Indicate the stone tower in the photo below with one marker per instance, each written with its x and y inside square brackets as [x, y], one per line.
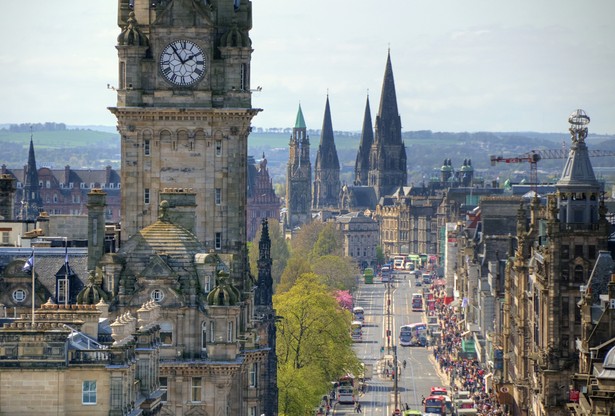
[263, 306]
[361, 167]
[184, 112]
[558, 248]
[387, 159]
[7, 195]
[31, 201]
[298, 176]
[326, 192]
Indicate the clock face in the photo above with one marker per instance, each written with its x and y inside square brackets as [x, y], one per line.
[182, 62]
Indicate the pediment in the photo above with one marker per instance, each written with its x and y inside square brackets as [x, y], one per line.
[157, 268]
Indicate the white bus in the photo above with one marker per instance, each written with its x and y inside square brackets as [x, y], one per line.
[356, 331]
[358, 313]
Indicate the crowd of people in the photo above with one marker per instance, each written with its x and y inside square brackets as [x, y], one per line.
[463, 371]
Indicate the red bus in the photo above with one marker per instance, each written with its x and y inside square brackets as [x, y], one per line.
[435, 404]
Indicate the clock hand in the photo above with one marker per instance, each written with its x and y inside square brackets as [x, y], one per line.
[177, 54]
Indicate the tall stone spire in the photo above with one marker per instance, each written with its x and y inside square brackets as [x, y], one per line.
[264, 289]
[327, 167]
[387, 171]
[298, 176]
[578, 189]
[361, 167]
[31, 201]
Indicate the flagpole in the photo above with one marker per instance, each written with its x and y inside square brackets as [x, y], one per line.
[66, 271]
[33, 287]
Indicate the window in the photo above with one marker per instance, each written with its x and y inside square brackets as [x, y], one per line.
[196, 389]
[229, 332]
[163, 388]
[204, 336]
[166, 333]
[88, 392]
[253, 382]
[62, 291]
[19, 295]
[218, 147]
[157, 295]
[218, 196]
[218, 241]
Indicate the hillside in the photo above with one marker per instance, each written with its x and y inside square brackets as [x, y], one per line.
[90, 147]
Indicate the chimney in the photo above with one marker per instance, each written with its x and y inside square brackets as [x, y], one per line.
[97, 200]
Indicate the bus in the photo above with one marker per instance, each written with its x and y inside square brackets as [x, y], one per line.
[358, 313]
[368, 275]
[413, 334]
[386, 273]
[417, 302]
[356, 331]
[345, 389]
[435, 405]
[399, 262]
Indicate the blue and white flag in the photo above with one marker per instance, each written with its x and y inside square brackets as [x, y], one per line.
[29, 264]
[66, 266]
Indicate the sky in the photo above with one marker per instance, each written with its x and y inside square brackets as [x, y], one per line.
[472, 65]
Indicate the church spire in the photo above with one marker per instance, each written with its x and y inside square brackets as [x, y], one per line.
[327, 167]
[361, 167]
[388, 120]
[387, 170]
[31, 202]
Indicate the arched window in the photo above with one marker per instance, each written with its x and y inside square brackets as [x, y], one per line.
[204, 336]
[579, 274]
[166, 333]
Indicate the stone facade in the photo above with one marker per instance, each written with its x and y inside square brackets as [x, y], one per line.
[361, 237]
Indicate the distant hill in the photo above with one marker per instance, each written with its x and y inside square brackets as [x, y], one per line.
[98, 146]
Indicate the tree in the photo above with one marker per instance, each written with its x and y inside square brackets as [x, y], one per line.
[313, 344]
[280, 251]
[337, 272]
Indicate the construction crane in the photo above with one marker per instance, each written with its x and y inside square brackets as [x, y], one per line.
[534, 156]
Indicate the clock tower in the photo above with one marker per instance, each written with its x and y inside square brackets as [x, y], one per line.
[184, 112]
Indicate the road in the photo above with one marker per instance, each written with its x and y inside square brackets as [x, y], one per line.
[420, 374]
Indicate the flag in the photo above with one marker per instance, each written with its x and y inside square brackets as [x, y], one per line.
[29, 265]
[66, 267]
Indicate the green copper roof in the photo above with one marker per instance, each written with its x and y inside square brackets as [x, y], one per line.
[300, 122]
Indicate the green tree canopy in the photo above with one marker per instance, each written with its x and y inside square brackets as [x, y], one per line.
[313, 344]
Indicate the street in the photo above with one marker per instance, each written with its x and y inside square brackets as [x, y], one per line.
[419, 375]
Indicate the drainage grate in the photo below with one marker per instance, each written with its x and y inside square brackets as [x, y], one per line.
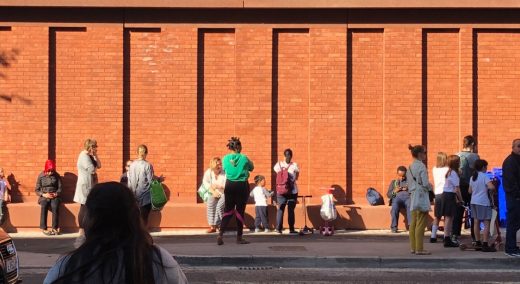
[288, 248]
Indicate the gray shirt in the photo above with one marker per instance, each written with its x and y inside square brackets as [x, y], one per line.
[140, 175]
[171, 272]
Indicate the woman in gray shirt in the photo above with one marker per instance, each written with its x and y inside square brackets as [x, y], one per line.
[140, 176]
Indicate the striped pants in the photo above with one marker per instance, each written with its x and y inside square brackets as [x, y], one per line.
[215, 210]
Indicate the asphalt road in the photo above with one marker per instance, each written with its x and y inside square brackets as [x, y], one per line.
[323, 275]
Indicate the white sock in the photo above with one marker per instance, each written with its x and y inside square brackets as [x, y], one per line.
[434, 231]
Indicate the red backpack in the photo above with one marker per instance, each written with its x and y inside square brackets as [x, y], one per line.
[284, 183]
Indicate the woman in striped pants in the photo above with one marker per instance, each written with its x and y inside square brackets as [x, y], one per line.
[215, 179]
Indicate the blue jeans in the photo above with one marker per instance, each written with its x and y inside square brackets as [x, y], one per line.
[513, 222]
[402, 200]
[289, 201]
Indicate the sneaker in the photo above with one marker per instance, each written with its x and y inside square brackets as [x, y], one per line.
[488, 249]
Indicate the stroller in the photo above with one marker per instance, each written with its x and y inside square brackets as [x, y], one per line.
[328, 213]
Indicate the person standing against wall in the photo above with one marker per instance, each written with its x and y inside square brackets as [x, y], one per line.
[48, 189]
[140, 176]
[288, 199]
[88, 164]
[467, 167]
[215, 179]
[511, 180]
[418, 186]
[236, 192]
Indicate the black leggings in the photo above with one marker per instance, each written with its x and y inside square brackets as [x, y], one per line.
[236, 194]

**AIM OF THE TASK**: Return each line of the data, keeping its wording exact and omitting pictures.

**RESULT FOR THIS TASK**:
Indicate the stone tower in the photo below with one marker per instance, each written with its x and y inside square brackets as [x, y], one per line.
[263, 306]
[361, 167]
[184, 112]
[558, 248]
[387, 159]
[7, 195]
[31, 201]
[298, 176]
[326, 192]
Indicate the clock face in the photo above with one marker per instance, each written with its x and y inside square brackets as [x, y], one per line.
[182, 62]
Indicate the pediment in the photo above with one marker per instance, each written with its x and y inside square brackets as [x, y], one per line.
[157, 268]
Indicate the white bus in the photo above with one marker per instance, each written with its x and y inside square brackets as [x, y], one per line.
[356, 331]
[358, 313]
Indicate the crowd of people in the photo above with one marker per instance, each written with its x and y inside square brackets as [x, y], one per line.
[463, 371]
Indicate the red bus in the photo above with one marker per instance, each written with its x and y inside square brackets as [x, y], one per line.
[435, 404]
Indicate the clock hand in the photo above with one marker per instance, each written with its x and y inside square brackets as [x, y], one per line.
[177, 54]
Indicate the tall stone spire in the photo above with one marker per instance, each written with its x and y inside square brackets as [x, y], one per line.
[264, 289]
[327, 167]
[387, 171]
[298, 176]
[578, 189]
[361, 167]
[31, 201]
Indicate the flagpole in the photo above with one marker per instance, each written with its x and y inside square brackets as [x, y], one per line.
[66, 271]
[33, 287]
Indicate the window in the photo above with one marker per instance, each written with its x and y inside square brackets as [x, y], one per line.
[196, 389]
[229, 332]
[163, 388]
[204, 336]
[166, 333]
[88, 392]
[253, 382]
[62, 291]
[19, 295]
[218, 147]
[157, 295]
[218, 196]
[218, 241]
Indicate the hillside in the photo above with one marker per instance, each written with its x and y inside square brackets as [x, y], one per line.
[90, 147]
Indicate the chimney in the photo above with one marker per instance, each written with its x and y inside square brackets as [x, y], one per line.
[97, 200]
Indicate the bus in the photo above with one marker per instance, each written with its x and y inside square brackets as [x, y], one per line.
[358, 313]
[368, 275]
[413, 334]
[386, 273]
[417, 302]
[356, 331]
[345, 389]
[435, 405]
[399, 262]
Indicate the blue and white flag in the photo above with one marker per instance, each written with its x and y inside square brackets as [x, y], one per line.
[29, 264]
[66, 266]
Indicate the sky in the photo above with one marker per instance, each written with its x and y inside square brackets as [x, y], one per line.
[472, 65]
Indicate the church spire in the photo above with one marker per instance, each written with its x and y inside square brackets as [x, y], one per line.
[327, 167]
[361, 167]
[388, 120]
[387, 170]
[31, 202]
Indicate the arched window in the photo above with one marker per instance, each written with its x and y inside square brackets as [x, y], one per line.
[204, 336]
[579, 274]
[166, 333]
Indicate the stone facade in the photo above with one marker per instance, each written with its x and y inside square brackets as [x, y], one per line.
[361, 237]
Indicate the distant hill in the photo above with one marker per instance, each written with its x and y inside square brackets as [x, y], one per line.
[98, 146]
Indicate the tree in the photo above with one marker per instance, each written with its x and y inside square brackets as [x, y], one per line.
[313, 344]
[280, 251]
[337, 272]
Indicate the construction crane in the photo above with one marker per instance, each written with its x and y inside square brackets as [x, y], one per line.
[534, 156]
Indicate the clock tower in the photo above with one marker per instance, each written with its x and y inside square brackets as [x, y], one per line.
[184, 112]
Indicate the road in the photo above with one marker per instance, each written with its x and y inside square brackets as [x, y], one per line.
[420, 374]
Indicate the flag in the photo above with one marker per instance, each written with its x and y inside square brackets as [x, y], one per line.
[29, 265]
[66, 267]
Indicate the green copper roof in the photo above with one marker per instance, each written with its x and y inside square brackets as [x, y], one per line.
[300, 122]
Indicate the green tree canopy in the photo above with one marker per instance, each written with its x and y inside square brackets as [x, y], one per line.
[313, 344]
Indicate the street in the photo above with one marker per instance, each written with its x and y inside square brackets as [x, y], one per line.
[419, 375]
Indicate the drainage grate in the photo below with one marker per instance, each written with its x and y inside square brackets as [x, y], one per line.
[288, 248]
Indicate the gray shirt in the photo above with one marker per instance, each written with its x and y inside square brackets as [x, y], one per line.
[140, 175]
[171, 272]
Indicate the woman in gray shirt in the photo above with one marker per instance, each written with its x and y inside square brackets as [x, y], one per line.
[140, 176]
Indicate the striped pants in the photo above with one marker per instance, each written with its x and y inside square brackets as [x, y], one per line.
[215, 210]
Indicate the asphalt road in the photo above with one marker per instance, each written with its x and y inside square brackets as [x, y], one per line.
[323, 275]
Indicate the white sock in the photo above with one marker per instance, each written with its x and y inside square brackets as [x, y], one per line.
[434, 231]
Indicate the red backpack in the photo above with one marker per instance, each written with its x and y inside square brackets as [x, y], one per line.
[284, 183]
Indicate the woman in striped pants in the photo above with one marker per instance, each written with its x and y inside square brackets as [x, y], one per line.
[215, 179]
Indicate the blue jeans in the photo above with one marker per instance, each written with its x and y inside square brackets as [x, y], one per line.
[513, 222]
[402, 200]
[289, 201]
Indicate the sneaker in the photo above with one marker per instance, each written with its x and y inside square brackets as [x, y], one per line.
[488, 249]
Indicate the stroller in the photo above with one marker per instance, each written with its x and y inside square brackets as [x, y], one per line.
[328, 213]
Indicate the person standing against wall in the photo above with one marker per instance, each written with its x and y inside square brackets as [x, y], one per line.
[48, 189]
[140, 176]
[288, 199]
[88, 164]
[467, 167]
[215, 179]
[511, 180]
[418, 186]
[236, 192]
Indicate the black leggings in the photo above with one marker per instance, each written with its x and y inside square brackets as [x, y], one per line.
[236, 194]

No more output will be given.